**Task goal**
List every line in the data below that contains the word "eyewear".

**Rows**
▶

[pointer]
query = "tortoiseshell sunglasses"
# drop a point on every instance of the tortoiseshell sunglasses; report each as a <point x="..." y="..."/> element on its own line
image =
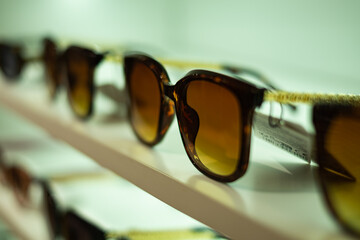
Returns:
<point x="215" y="115"/>
<point x="75" y="66"/>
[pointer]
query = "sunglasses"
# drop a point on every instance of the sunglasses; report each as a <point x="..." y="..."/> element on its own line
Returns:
<point x="215" y="114"/>
<point x="13" y="61"/>
<point x="75" y="69"/>
<point x="72" y="226"/>
<point x="17" y="179"/>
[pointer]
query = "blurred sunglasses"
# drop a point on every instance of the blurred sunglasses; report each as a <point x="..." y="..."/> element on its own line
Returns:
<point x="12" y="60"/>
<point x="338" y="155"/>
<point x="71" y="226"/>
<point x="76" y="65"/>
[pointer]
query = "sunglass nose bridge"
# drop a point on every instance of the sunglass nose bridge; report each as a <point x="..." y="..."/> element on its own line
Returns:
<point x="169" y="91"/>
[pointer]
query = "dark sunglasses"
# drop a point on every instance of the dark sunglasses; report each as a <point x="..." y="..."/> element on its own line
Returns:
<point x="72" y="226"/>
<point x="215" y="114"/>
<point x="16" y="178"/>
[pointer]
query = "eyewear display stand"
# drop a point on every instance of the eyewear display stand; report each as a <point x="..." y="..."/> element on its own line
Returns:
<point x="25" y="223"/>
<point x="277" y="199"/>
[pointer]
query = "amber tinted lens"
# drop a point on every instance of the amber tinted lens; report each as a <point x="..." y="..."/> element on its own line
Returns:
<point x="77" y="228"/>
<point x="343" y="189"/>
<point x="51" y="67"/>
<point x="10" y="61"/>
<point x="80" y="78"/>
<point x="145" y="101"/>
<point x="218" y="140"/>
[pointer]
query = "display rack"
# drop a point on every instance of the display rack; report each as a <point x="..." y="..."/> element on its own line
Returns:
<point x="278" y="198"/>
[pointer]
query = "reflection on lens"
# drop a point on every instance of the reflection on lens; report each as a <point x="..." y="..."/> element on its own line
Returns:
<point x="218" y="140"/>
<point x="80" y="76"/>
<point x="342" y="143"/>
<point x="145" y="102"/>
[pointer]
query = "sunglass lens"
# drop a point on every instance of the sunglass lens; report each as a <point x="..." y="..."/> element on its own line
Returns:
<point x="212" y="117"/>
<point x="145" y="104"/>
<point x="341" y="182"/>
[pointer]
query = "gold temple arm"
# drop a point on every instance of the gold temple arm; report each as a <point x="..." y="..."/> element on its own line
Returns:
<point x="311" y="98"/>
<point x="80" y="176"/>
<point x="190" y="234"/>
<point x="117" y="58"/>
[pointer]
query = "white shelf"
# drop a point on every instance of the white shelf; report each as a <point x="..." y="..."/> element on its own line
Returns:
<point x="277" y="199"/>
<point x="25" y="222"/>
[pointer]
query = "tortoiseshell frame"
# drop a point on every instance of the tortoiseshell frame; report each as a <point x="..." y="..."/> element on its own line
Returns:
<point x="93" y="59"/>
<point x="72" y="220"/>
<point x="323" y="115"/>
<point x="249" y="97"/>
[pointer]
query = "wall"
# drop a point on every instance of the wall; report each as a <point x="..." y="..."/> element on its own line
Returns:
<point x="295" y="42"/>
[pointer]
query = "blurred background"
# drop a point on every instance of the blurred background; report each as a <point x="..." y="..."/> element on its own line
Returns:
<point x="297" y="43"/>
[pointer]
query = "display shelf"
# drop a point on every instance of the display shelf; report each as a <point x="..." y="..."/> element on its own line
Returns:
<point x="277" y="199"/>
<point x="25" y="223"/>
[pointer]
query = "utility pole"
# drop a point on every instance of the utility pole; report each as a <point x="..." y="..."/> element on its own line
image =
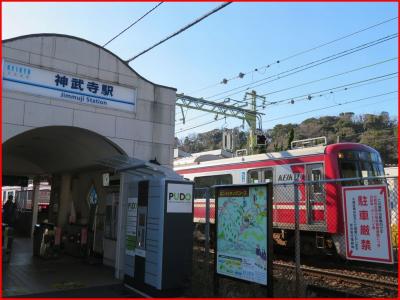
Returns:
<point x="249" y="115"/>
<point x="251" y="120"/>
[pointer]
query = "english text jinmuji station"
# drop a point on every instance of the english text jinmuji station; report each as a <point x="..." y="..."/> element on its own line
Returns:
<point x="101" y="136"/>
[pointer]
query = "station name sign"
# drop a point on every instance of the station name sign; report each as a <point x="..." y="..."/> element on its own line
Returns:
<point x="71" y="88"/>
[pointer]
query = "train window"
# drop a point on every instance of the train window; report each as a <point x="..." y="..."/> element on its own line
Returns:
<point x="253" y="176"/>
<point x="316" y="175"/>
<point x="359" y="164"/>
<point x="268" y="174"/>
<point x="259" y="175"/>
<point x="208" y="181"/>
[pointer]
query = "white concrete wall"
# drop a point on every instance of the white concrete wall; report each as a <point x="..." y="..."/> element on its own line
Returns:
<point x="146" y="134"/>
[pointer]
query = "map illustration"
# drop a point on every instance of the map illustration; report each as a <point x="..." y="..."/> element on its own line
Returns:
<point x="242" y="233"/>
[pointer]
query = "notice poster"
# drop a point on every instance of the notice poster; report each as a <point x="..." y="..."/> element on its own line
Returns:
<point x="131" y="221"/>
<point x="367" y="224"/>
<point x="242" y="233"/>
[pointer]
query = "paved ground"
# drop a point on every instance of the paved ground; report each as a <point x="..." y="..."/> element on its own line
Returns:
<point x="62" y="277"/>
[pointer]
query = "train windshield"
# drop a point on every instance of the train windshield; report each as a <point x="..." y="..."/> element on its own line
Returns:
<point x="360" y="164"/>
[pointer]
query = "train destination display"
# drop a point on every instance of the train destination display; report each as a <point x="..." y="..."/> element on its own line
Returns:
<point x="367" y="224"/>
<point x="242" y="232"/>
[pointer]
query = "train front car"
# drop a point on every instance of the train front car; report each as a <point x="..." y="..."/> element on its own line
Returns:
<point x="314" y="174"/>
<point x="344" y="162"/>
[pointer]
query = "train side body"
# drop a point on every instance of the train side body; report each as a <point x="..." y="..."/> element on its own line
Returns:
<point x="320" y="207"/>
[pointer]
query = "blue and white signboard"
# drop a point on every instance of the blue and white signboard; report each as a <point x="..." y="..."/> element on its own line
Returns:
<point x="72" y="88"/>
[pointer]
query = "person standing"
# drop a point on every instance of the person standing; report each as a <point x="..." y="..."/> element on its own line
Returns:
<point x="9" y="211"/>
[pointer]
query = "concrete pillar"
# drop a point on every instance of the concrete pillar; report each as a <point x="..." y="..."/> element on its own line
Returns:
<point x="35" y="203"/>
<point x="120" y="247"/>
<point x="65" y="200"/>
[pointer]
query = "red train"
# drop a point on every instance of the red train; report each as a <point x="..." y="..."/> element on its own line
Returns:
<point x="321" y="219"/>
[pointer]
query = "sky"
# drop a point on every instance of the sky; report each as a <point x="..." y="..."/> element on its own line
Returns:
<point x="242" y="38"/>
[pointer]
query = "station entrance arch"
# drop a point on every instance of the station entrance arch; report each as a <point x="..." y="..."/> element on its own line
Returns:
<point x="67" y="105"/>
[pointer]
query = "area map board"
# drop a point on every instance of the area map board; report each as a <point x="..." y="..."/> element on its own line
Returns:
<point x="367" y="230"/>
<point x="244" y="232"/>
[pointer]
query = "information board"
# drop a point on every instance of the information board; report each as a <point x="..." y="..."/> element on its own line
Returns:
<point x="131" y="221"/>
<point x="242" y="232"/>
<point x="367" y="224"/>
<point x="179" y="198"/>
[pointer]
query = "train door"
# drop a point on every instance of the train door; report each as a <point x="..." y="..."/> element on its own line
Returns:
<point x="316" y="203"/>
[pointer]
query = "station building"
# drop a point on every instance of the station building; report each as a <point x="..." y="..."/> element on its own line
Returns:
<point x="74" y="112"/>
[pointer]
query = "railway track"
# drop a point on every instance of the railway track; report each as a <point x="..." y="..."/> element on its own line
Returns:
<point x="351" y="278"/>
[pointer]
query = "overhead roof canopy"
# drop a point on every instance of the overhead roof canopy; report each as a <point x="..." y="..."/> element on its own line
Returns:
<point x="55" y="149"/>
<point x="137" y="167"/>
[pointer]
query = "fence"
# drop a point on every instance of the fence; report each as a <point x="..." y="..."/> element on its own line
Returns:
<point x="309" y="223"/>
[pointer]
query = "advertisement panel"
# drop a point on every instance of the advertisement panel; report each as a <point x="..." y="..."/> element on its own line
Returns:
<point x="367" y="224"/>
<point x="72" y="88"/>
<point x="131" y="223"/>
<point x="242" y="232"/>
<point x="179" y="198"/>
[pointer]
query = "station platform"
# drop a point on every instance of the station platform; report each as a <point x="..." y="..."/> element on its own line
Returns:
<point x="28" y="276"/>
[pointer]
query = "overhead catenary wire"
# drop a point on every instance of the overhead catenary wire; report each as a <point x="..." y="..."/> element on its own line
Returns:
<point x="321" y="93"/>
<point x="180" y="30"/>
<point x="344" y="86"/>
<point x="326" y="107"/>
<point x="304" y="67"/>
<point x="288" y="116"/>
<point x="278" y="61"/>
<point x="134" y="23"/>
<point x="331" y="76"/>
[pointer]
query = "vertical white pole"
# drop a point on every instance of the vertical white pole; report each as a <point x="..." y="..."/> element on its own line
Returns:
<point x="35" y="203"/>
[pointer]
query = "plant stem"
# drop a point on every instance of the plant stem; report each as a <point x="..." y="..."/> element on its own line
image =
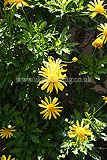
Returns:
<point x="25" y="14"/>
<point x="67" y="62"/>
<point x="94" y="52"/>
<point x="99" y="109"/>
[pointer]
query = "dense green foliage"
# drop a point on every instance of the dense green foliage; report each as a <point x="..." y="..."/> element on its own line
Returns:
<point x="57" y="28"/>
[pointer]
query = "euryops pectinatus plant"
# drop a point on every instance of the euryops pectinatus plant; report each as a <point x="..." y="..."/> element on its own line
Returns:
<point x="53" y="75"/>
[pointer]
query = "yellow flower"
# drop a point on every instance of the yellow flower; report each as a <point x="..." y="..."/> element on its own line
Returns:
<point x="98" y="43"/>
<point x="52" y="72"/>
<point x="18" y="3"/>
<point x="6" y="132"/>
<point x="50" y="108"/>
<point x="96" y="8"/>
<point x="103" y="35"/>
<point x="4" y="157"/>
<point x="104" y="98"/>
<point x="7" y="1"/>
<point x="74" y="59"/>
<point x="80" y="131"/>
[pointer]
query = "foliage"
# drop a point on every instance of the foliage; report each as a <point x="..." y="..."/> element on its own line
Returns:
<point x="30" y="35"/>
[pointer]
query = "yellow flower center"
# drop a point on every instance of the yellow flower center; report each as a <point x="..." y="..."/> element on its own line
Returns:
<point x="51" y="107"/>
<point x="105" y="32"/>
<point x="99" y="9"/>
<point x="53" y="77"/>
<point x="80" y="131"/>
<point x="98" y="43"/>
<point x="6" y="130"/>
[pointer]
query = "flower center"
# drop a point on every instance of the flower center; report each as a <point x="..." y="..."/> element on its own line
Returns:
<point x="80" y="131"/>
<point x="18" y="1"/>
<point x="53" y="77"/>
<point x="105" y="32"/>
<point x="99" y="9"/>
<point x="51" y="107"/>
<point x="6" y="130"/>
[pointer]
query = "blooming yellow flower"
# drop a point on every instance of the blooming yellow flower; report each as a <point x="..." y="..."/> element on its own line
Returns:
<point x="74" y="59"/>
<point x="97" y="7"/>
<point x="98" y="43"/>
<point x="18" y="3"/>
<point x="4" y="157"/>
<point x="7" y="1"/>
<point x="104" y="98"/>
<point x="52" y="72"/>
<point x="6" y="132"/>
<point x="80" y="131"/>
<point x="50" y="108"/>
<point x="103" y="35"/>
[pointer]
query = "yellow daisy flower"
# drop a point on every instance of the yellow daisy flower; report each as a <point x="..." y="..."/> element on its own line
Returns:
<point x="52" y="72"/>
<point x="98" y="43"/>
<point x="74" y="59"/>
<point x="50" y="108"/>
<point x="97" y="7"/>
<point x="18" y="3"/>
<point x="104" y="98"/>
<point x="103" y="35"/>
<point x="7" y="132"/>
<point x="7" y="1"/>
<point x="80" y="131"/>
<point x="4" y="157"/>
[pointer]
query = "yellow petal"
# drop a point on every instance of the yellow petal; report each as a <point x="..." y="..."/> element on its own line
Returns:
<point x="45" y="86"/>
<point x="9" y="157"/>
<point x="54" y="100"/>
<point x="77" y="122"/>
<point x="49" y="115"/>
<point x="56" y="112"/>
<point x="56" y="87"/>
<point x="54" y="115"/>
<point x="43" y="111"/>
<point x="25" y="4"/>
<point x="46" y="99"/>
<point x="41" y="105"/>
<point x="93" y="14"/>
<point x="60" y="86"/>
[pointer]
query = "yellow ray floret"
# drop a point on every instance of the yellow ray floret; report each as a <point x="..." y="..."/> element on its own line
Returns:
<point x="80" y="131"/>
<point x="104" y="98"/>
<point x="50" y="108"/>
<point x="52" y="73"/>
<point x="97" y="7"/>
<point x="18" y="3"/>
<point x="103" y="29"/>
<point x="98" y="43"/>
<point x="9" y="157"/>
<point x="6" y="132"/>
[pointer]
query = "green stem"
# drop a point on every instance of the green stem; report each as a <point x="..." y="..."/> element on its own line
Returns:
<point x="25" y="14"/>
<point x="94" y="52"/>
<point x="99" y="109"/>
<point x="67" y="62"/>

◀

**Exercise response**
query = "eyewear display stand"
# drop a point on every instance of the eyewear display stand; report each as a <point x="..." y="..."/> element on its own line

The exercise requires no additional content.